Entries shown:

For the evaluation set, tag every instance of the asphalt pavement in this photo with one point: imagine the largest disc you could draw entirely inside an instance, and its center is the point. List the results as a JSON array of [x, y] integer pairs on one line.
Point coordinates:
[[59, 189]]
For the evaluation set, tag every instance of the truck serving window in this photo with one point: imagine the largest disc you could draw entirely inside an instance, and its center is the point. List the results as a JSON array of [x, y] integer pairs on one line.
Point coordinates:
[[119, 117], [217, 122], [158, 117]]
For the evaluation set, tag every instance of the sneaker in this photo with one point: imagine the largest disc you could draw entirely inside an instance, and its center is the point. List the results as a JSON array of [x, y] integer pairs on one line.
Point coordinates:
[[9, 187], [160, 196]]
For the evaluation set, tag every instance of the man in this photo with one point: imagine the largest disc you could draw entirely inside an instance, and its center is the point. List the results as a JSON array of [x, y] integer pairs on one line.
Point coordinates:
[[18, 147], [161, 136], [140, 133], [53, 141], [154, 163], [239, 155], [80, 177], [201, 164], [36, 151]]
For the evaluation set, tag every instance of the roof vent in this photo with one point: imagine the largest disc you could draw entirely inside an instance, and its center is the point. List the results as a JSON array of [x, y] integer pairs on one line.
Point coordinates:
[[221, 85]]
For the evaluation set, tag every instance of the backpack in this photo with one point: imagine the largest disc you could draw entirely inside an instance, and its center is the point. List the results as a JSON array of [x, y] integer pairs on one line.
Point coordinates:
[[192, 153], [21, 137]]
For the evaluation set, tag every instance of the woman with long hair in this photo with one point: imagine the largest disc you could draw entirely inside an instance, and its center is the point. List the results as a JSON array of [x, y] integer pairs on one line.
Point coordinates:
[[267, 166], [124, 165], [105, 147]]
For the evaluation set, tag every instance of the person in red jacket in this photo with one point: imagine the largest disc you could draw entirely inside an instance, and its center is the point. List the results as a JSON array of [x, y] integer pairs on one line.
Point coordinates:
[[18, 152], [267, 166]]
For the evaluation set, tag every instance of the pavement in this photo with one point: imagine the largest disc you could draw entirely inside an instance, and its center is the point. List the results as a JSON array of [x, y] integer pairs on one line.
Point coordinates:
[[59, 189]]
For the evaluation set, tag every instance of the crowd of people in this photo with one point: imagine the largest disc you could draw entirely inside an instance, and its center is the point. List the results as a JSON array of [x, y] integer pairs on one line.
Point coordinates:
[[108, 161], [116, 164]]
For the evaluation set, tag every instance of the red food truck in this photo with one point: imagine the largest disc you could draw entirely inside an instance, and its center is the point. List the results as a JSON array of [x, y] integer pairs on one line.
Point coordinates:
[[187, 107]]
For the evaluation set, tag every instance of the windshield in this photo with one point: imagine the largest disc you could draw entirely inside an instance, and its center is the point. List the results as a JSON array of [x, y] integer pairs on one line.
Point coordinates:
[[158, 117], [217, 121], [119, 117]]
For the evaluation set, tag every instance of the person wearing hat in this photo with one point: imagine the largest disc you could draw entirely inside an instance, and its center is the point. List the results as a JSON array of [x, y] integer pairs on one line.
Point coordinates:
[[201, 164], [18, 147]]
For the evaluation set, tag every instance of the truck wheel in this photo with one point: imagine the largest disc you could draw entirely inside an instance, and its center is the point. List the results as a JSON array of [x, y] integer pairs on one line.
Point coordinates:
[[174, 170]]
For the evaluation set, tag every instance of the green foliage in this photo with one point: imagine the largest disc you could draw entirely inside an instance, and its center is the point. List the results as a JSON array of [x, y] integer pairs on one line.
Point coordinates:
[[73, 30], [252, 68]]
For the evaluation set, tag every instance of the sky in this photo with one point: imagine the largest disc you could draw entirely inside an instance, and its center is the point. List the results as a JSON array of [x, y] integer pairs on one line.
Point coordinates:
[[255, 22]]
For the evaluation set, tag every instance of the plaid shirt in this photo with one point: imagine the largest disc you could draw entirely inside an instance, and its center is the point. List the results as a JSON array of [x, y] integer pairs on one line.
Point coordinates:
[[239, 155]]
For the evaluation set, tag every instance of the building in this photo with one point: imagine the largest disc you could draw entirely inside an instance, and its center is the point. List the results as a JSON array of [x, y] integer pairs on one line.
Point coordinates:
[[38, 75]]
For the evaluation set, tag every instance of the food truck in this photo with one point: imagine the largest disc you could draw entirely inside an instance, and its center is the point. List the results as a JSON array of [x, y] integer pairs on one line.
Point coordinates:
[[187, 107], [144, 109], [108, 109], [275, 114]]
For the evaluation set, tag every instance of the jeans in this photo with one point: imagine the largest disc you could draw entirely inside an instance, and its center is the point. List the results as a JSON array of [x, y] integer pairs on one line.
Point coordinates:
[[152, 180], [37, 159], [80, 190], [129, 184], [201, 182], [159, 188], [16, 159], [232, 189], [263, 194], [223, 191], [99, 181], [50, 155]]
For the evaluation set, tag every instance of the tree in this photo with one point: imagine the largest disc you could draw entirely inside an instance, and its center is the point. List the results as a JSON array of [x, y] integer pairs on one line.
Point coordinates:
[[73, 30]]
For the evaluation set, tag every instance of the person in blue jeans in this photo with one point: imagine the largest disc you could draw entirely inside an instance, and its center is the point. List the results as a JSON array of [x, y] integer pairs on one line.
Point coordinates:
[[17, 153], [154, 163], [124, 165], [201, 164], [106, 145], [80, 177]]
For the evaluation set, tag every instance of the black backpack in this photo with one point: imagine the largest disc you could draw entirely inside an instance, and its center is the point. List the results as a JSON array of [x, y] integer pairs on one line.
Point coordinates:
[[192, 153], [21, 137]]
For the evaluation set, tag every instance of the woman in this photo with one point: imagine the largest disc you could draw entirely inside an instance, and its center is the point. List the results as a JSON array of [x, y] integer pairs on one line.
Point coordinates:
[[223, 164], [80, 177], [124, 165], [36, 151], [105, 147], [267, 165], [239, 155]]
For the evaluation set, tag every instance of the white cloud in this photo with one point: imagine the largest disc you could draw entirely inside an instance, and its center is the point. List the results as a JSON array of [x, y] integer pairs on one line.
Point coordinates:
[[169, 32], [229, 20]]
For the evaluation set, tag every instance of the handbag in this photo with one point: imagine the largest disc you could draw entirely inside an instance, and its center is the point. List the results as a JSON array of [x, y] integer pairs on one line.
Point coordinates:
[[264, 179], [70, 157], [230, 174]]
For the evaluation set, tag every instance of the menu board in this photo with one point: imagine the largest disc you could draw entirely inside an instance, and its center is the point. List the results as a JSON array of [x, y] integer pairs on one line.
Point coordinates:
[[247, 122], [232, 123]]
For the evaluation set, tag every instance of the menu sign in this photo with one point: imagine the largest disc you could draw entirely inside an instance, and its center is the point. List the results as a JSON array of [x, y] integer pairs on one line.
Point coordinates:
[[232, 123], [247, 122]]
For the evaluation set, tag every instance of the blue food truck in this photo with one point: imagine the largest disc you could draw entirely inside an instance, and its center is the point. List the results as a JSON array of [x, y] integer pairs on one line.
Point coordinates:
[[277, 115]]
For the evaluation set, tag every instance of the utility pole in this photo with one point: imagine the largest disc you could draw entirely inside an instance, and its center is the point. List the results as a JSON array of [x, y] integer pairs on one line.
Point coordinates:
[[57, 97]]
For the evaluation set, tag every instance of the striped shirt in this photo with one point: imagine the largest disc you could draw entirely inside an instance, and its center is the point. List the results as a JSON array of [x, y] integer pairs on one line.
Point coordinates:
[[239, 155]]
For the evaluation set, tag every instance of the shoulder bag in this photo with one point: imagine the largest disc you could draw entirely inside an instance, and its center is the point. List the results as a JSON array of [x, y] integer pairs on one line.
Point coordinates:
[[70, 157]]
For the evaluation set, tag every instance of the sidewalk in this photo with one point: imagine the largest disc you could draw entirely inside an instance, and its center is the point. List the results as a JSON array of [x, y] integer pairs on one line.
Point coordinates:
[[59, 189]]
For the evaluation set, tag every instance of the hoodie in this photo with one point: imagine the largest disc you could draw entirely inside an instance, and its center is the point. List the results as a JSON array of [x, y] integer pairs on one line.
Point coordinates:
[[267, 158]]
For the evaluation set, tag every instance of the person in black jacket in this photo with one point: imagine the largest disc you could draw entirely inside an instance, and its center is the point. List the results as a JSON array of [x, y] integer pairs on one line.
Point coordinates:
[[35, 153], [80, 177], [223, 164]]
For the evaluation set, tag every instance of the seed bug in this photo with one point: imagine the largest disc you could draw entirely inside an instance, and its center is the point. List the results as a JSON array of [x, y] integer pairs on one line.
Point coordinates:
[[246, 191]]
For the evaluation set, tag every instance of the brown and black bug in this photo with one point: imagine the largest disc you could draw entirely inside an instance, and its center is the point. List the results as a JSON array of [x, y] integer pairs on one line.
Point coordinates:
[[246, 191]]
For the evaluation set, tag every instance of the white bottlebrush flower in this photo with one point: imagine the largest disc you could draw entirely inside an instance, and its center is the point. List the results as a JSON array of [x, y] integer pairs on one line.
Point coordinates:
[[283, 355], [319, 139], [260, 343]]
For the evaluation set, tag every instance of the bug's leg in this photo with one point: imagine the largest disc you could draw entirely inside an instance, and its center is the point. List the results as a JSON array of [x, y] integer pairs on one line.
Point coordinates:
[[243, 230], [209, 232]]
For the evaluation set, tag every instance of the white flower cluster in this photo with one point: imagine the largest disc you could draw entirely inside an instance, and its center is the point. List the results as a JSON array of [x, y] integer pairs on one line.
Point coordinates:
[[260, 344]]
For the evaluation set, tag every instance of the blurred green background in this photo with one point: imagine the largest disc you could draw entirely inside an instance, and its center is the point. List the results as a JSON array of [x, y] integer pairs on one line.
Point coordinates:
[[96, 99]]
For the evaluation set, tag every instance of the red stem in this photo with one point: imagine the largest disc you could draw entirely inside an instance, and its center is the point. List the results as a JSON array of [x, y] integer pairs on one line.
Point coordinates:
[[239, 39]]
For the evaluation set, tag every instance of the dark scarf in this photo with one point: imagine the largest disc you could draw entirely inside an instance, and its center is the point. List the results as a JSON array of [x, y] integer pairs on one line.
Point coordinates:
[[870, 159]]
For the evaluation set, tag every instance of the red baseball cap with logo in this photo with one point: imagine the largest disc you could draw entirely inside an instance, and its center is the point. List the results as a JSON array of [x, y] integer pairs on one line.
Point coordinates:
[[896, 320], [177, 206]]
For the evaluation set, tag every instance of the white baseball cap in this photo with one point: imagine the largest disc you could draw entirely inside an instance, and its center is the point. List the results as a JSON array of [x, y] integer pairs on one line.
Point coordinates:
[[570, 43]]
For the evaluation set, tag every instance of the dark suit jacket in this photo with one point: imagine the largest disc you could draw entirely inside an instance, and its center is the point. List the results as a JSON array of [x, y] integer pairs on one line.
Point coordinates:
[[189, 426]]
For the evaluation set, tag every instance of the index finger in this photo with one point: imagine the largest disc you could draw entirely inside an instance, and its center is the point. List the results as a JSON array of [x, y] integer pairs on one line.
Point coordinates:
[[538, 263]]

Exercise objective:
Rewrite the lines starting at the one that contains "For the evaluation set, tag every instance of the backpack" and ending at the one that contains "[[267, 166], [124, 165], [105, 147]]", replacing "Point coordinates" with "Center points" and changing nothing else. Give only those lines.

Solution to this problem:
For the evaluation set, tag every instance of the backpack in this photo with one point: imagine the largest disc you could draw entirely inside an instance, and its center is the point. List the results as a JSON array of [x, y] integer pairs on one line.
Center points:
[[192, 153], [21, 137]]
For the evaluation set, tag every instance of the woman with long hair in this photo with one point: imagine the largest disc you could draw entirely inside an instance, and its center is the point. List the results as a JSON array of [x, y] integer pairs on one line.
Center points:
[[267, 166], [124, 165], [105, 147]]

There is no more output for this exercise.